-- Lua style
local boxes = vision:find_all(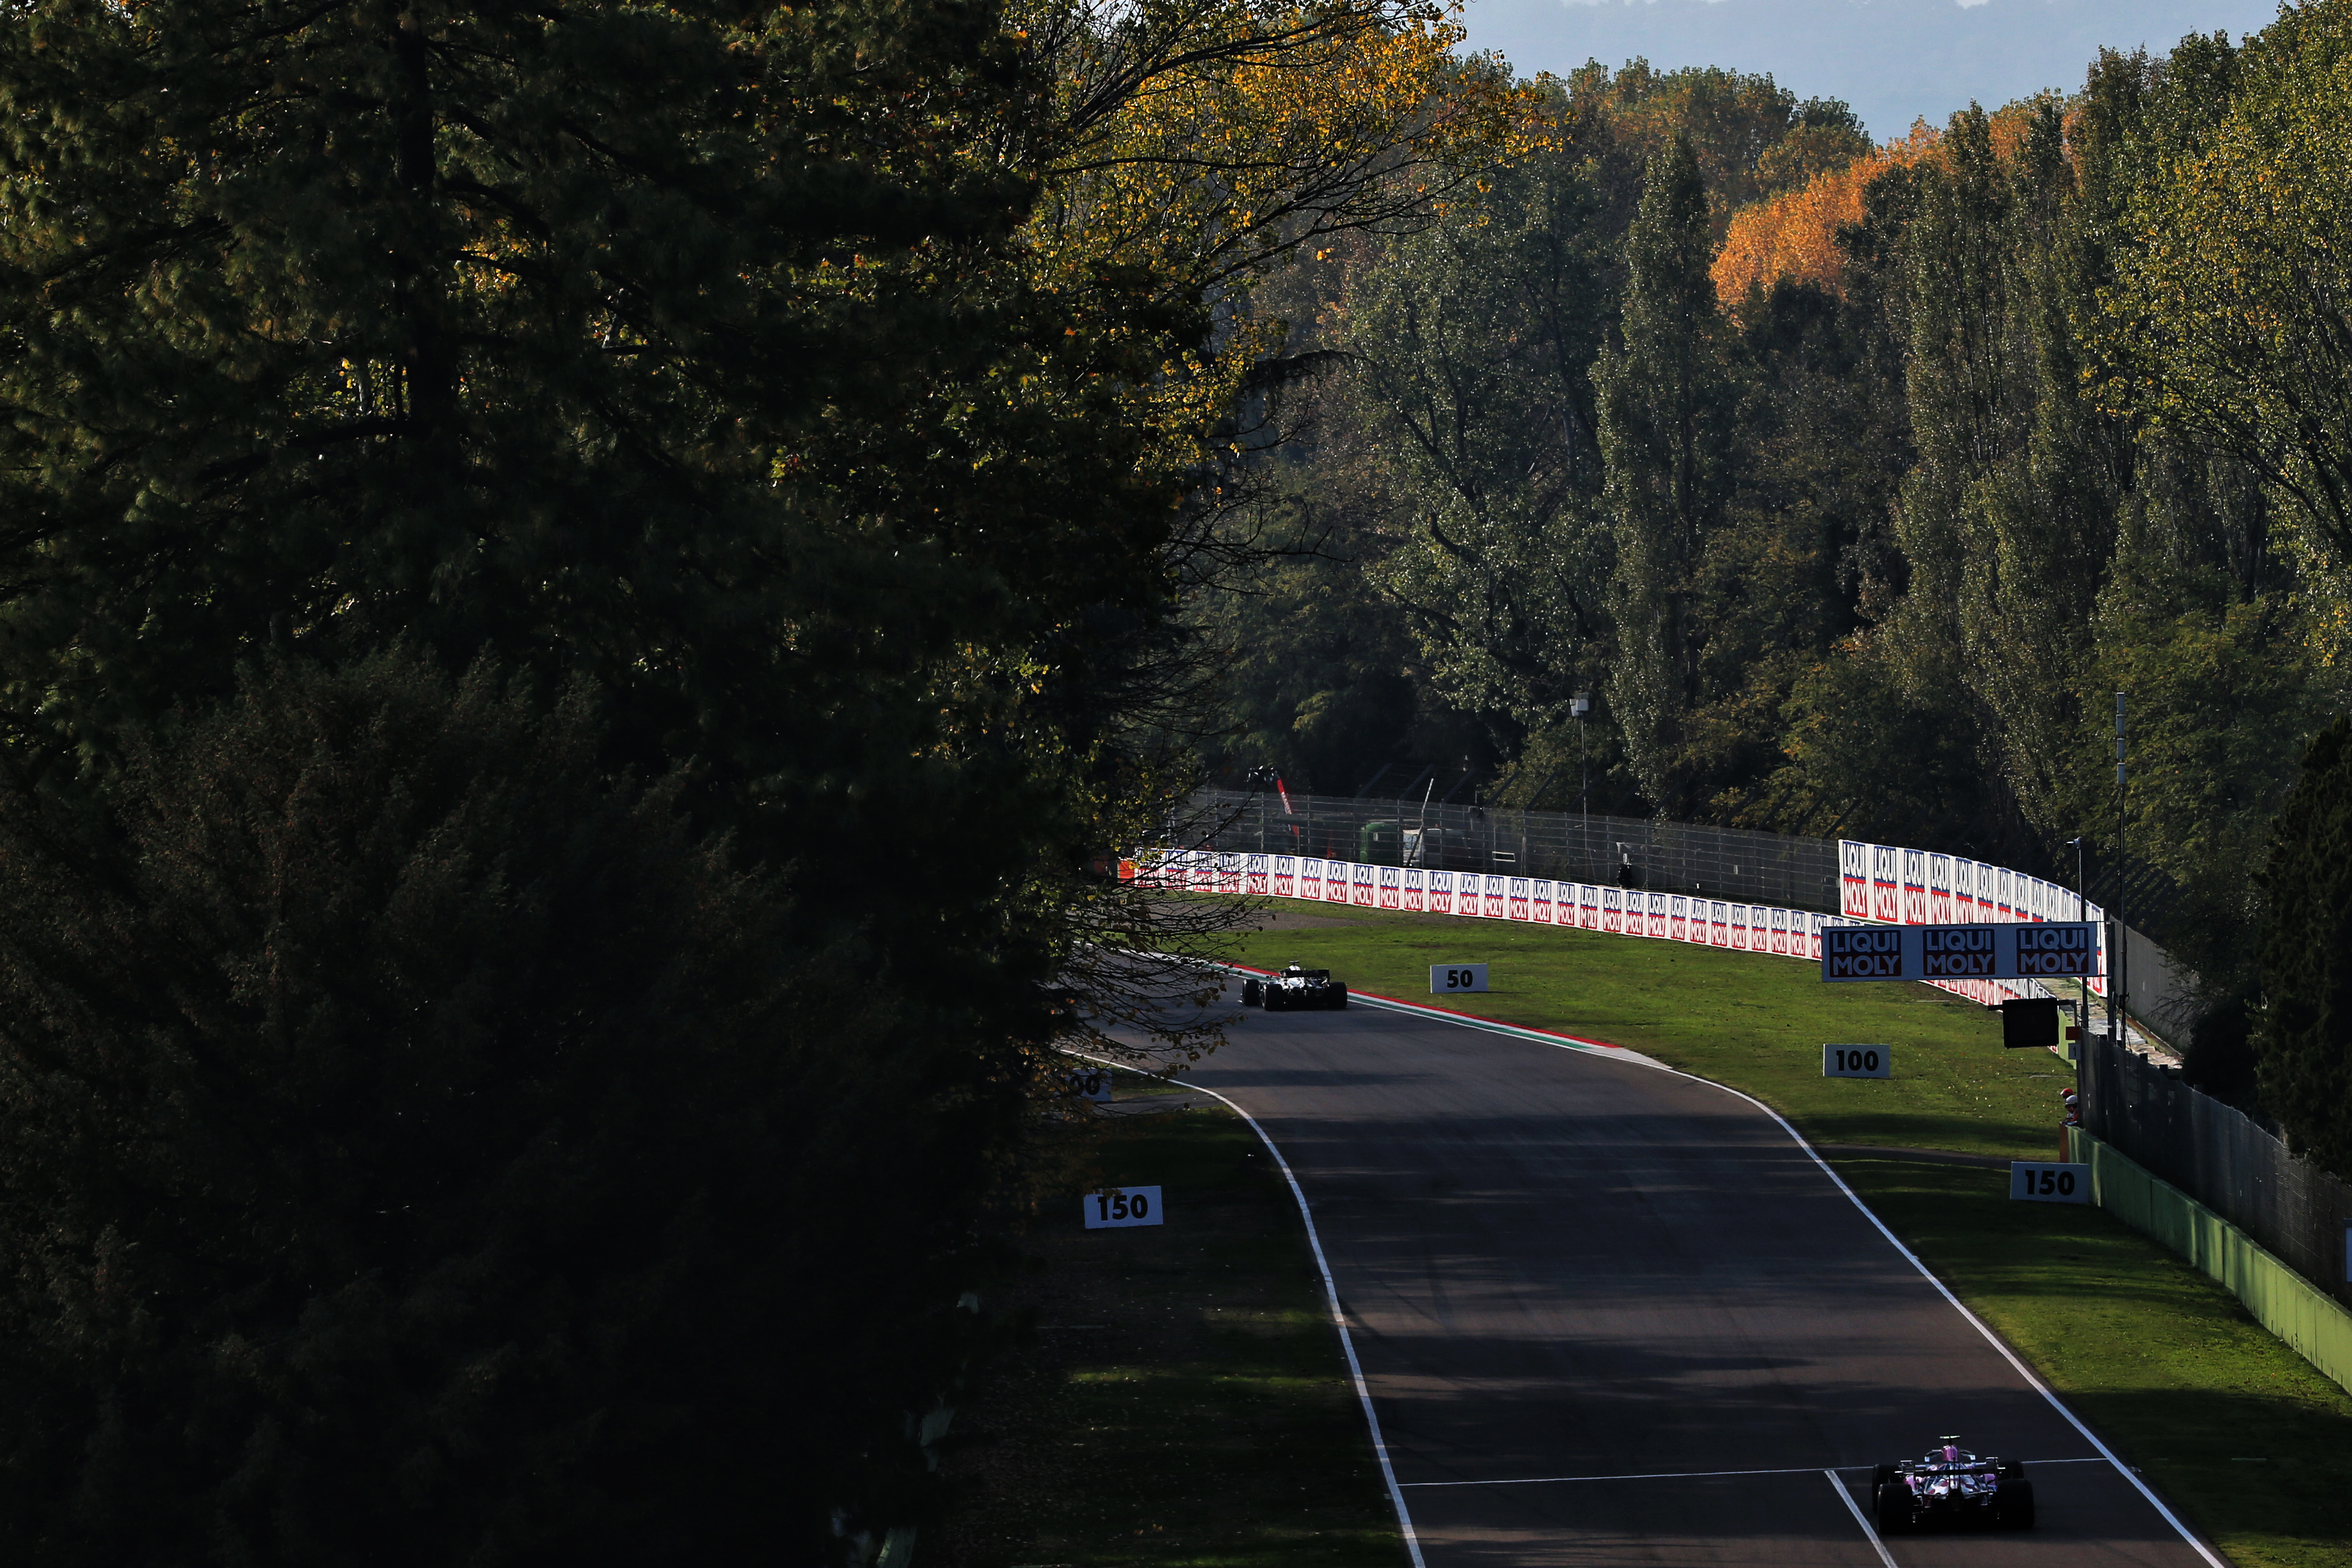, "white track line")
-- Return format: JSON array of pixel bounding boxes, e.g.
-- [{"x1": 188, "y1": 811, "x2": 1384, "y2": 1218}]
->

• PROBLEM DESCRIPTION: Beginning at the line that contains "-- Return format: JSON" and ending at the last line above, copy each line without any change.

• EXPECTED ANSWER:
-- Return format: JSON array of pixel bounding boxes, e.g.
-- [{"x1": 188, "y1": 811, "x2": 1384, "y2": 1218}]
->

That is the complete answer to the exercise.